**** Supplied material ****
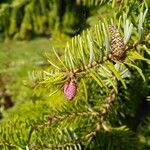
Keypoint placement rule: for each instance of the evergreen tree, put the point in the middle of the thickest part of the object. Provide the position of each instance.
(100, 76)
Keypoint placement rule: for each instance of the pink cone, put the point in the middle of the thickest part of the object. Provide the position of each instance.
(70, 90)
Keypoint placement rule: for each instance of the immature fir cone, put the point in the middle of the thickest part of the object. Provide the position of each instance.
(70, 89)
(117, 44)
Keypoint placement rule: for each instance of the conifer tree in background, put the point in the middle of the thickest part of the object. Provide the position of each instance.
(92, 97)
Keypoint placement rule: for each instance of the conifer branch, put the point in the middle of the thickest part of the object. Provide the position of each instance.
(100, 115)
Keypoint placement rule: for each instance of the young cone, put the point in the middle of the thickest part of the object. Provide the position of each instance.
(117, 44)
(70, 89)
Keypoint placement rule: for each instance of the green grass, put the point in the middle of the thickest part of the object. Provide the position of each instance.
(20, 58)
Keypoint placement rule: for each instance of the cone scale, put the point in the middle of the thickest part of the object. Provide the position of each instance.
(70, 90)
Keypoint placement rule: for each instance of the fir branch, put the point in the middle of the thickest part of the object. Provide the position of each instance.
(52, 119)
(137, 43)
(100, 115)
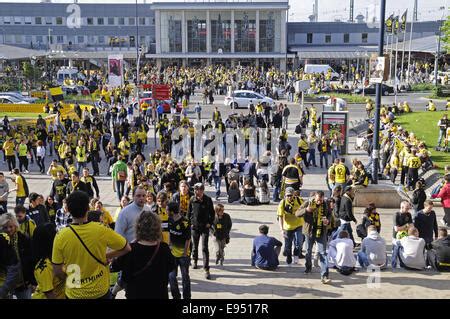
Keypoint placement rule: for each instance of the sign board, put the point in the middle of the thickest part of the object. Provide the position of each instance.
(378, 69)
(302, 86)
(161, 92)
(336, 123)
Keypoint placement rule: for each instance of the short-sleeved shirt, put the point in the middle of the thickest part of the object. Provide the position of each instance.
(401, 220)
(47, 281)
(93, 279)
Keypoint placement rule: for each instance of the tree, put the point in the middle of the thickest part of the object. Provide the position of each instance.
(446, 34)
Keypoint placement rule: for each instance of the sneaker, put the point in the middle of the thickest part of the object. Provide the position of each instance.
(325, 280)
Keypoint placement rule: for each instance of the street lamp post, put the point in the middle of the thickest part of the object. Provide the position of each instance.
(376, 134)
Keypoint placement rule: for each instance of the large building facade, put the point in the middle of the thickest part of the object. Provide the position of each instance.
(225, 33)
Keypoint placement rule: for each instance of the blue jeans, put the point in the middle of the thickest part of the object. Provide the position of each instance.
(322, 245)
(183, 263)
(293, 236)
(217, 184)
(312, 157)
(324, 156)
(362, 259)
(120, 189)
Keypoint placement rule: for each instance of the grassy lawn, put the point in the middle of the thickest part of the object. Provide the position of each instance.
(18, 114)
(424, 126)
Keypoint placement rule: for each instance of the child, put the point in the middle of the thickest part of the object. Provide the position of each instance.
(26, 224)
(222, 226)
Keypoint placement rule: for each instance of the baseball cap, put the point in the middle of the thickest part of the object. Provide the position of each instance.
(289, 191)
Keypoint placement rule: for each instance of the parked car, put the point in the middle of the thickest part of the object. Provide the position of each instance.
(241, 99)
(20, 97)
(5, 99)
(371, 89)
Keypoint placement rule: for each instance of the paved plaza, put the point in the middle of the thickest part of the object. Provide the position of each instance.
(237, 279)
****
# What to do
Print every entry word for word; omit the pictures.

# Your response
Keypoint placement rule: for each instance of the evergreen tree, put the point in the middle of the thickest part of the object. Provide the position of each instance.
(100, 76)
Keypoint placement rule: for each instance of the pink cone, put the point in the middle of the thickest part of the object. Provide the position of each instance.
(70, 90)
Keypoint placement rule: for each instance of the immature fir cone, put the point in the middle of the thickest part of the object. Provide the position of each instance.
(70, 89)
(117, 44)
Keypoint placement rule: for each instance of the conifer tree in background, put the point in the middle of the thickest part of the object. Provide the position of each instance.
(92, 97)
Keypoint placement rule: for each instance of the conifer branch, put the point in the middle of the thickest part of the object. Provide the position of each instance.
(100, 115)
Keypoint placement rule: for each instance of the young cone, put the point in the middle of the thickest part of the object. Provide the position of each instance.
(117, 44)
(70, 89)
Keypoint placement rule: for each instance of the green grass, put the point in the middle of the thickest part of the object. Provide the position of each instance.
(20, 58)
Keypoint placement rule: for each instance of the cone scale, put the point in the middle of the thickest part of the object. Provide the position of each instance.
(70, 90)
Keypoint placement rule: for each instance of the fir branch, put the point in the middle of the thickest part of the object. Provide the position of each instance.
(52, 119)
(137, 43)
(100, 115)
Keypoint placement rule: for each instance of the sign board, put the point in the middle of the thickest part of the object. Provide the position of each instance.
(378, 69)
(302, 86)
(161, 92)
(336, 123)
Keypoint placement rule: for each instance of the short-sleeved shirt, put the point in the middle of the thickest part of the object. Provide the position of each instance.
(401, 220)
(47, 281)
(93, 279)
Keypoint placement rule: for each instance of the tree, put the point in the middle of the thickest part of the object. Provide the position of each instance.
(446, 34)
Keypoint placement rule: for each instance of the sneaker, put the point in the middle of the thickest part of the object. Provide the position of each instance.
(325, 280)
Keypoint placement rule: for each instance of the street lamp post, put the point in the middle of the thickest part of the object. Provide the position of each instance.
(376, 134)
Keypoint placement rule: for each instance of the large building facade, put the point in the middle of the thickest part of the object. Provide the position of each instance.
(225, 33)
Keypoint placement rule: for each instance of the blue jeans, put the point in the middle of the thickest part of the object. Provide the position of each instance.
(322, 245)
(183, 263)
(293, 236)
(217, 184)
(312, 157)
(324, 156)
(362, 259)
(120, 189)
Keypoint placement rule: for each instance of the grassy lawn, put the point in the middle of the thickest part of the object. Provide the position of each instance.
(18, 114)
(424, 126)
Keypoint placement rule: for each instance of the child, put the point in the middle of the thickest part of the object. Provide the position of each instance.
(26, 224)
(222, 226)
Keypoint placement rule: for each instance of the baseball cap, put the point in the middle of the thickest part of the object. Provide the position of each instance.
(289, 191)
Keypoint placement rule: for each instance of the parked car, put the point in the middle of the thickest part of the object. Provide the position of each instance.
(241, 99)
(20, 97)
(5, 99)
(371, 89)
Keypoint placement rule: for each instance of the paved plaza, put the point in the middle of the thickest part of the object. Provide the position of each instance.
(237, 279)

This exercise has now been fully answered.